The task: Please copy out the records starting with the line with "the car tire" and going on through the end of the records, both ends included, requests and all. Multiply every coordinate in the answers by 0.4, round each to a whole number with halves going up, and leave the pictures out.
* BEGIN *
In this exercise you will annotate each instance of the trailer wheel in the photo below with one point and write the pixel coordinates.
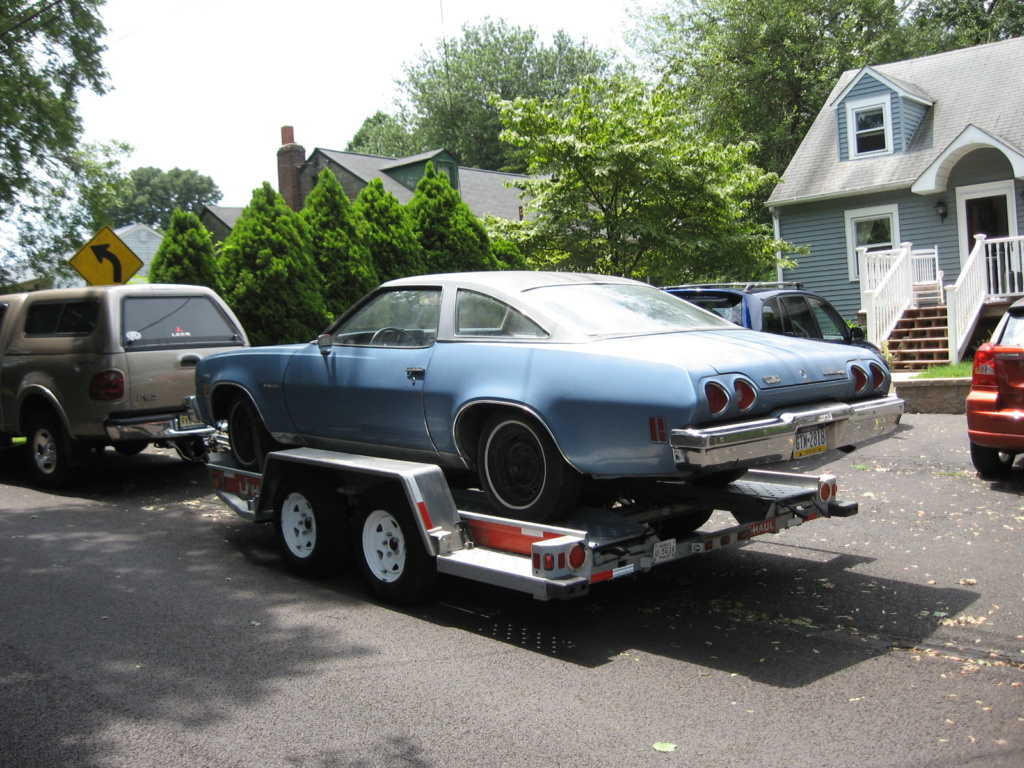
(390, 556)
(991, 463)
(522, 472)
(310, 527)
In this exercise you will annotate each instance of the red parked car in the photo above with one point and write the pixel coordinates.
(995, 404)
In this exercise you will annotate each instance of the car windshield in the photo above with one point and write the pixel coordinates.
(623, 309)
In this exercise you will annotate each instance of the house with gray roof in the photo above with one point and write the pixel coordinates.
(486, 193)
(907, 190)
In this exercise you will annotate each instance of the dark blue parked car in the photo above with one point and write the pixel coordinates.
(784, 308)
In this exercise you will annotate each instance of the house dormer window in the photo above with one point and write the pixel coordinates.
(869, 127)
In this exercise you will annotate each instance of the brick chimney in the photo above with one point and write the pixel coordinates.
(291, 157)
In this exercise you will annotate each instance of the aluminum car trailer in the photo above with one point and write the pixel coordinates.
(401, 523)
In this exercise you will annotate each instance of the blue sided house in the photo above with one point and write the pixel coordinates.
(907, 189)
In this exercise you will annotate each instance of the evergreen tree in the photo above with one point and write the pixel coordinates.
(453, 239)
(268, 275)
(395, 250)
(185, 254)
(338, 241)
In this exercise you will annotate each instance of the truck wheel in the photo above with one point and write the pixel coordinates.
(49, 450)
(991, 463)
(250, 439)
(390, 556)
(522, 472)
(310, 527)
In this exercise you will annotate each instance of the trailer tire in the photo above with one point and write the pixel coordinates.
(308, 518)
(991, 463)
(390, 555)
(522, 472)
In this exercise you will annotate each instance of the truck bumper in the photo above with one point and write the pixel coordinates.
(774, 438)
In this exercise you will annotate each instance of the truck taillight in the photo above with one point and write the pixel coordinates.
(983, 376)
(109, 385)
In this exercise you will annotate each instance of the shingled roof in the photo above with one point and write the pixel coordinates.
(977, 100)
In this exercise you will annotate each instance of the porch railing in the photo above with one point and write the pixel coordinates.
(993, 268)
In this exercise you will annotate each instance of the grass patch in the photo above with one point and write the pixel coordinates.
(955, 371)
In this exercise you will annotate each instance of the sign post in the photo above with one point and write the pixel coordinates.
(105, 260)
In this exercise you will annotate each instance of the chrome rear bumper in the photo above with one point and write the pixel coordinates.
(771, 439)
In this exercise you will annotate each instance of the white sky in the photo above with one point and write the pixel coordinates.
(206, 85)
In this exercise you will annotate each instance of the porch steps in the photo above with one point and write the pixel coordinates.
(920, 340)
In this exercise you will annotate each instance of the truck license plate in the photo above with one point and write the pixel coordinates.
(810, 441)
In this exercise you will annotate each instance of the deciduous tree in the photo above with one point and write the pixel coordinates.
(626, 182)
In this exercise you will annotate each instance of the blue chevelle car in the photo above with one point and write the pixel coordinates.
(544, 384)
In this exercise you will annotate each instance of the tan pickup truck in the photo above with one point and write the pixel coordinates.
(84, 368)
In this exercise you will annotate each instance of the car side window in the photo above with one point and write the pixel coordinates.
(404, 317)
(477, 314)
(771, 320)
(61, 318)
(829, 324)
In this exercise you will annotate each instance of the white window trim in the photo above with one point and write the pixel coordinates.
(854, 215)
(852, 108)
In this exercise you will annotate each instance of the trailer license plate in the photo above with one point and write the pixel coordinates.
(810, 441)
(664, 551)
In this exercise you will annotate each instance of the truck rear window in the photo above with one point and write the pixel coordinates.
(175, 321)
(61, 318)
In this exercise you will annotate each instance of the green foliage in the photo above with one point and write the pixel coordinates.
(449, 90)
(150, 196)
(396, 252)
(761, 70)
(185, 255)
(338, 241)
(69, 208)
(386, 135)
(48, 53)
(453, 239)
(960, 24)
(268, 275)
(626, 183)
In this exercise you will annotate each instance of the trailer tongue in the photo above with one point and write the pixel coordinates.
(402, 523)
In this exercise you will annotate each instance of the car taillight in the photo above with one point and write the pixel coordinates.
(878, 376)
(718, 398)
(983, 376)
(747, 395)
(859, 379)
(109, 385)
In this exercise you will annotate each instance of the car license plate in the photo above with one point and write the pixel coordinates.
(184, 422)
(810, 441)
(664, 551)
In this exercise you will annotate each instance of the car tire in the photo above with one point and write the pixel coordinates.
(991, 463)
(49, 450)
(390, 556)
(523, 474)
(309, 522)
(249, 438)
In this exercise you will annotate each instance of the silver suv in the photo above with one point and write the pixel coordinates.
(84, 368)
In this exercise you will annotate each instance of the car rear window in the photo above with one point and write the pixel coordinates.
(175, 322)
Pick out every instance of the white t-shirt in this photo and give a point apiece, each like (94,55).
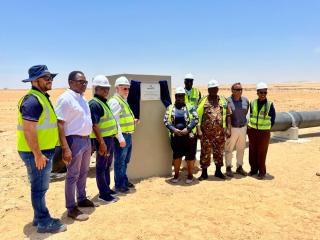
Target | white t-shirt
* END *
Solution to this problem:
In this exercise you will annotate each instance of the car tire in the photo above with one point and write the pixel coordinates.
(396, 185)
(20, 180)
(156, 222)
(209, 190)
(124, 209)
(100, 175)
In this exercise you will annotate each instance of the silver suv in the photo above with one point and write the pixel coordinates.
(34, 147)
In this exercise you will annotate each instance of the car rear window in the photo above with one point and write the pixel coordinates.
(70, 129)
Pick out every instance of the white t-shirt in this photo and give a point apiece, each like (94,55).
Target | white t-shirt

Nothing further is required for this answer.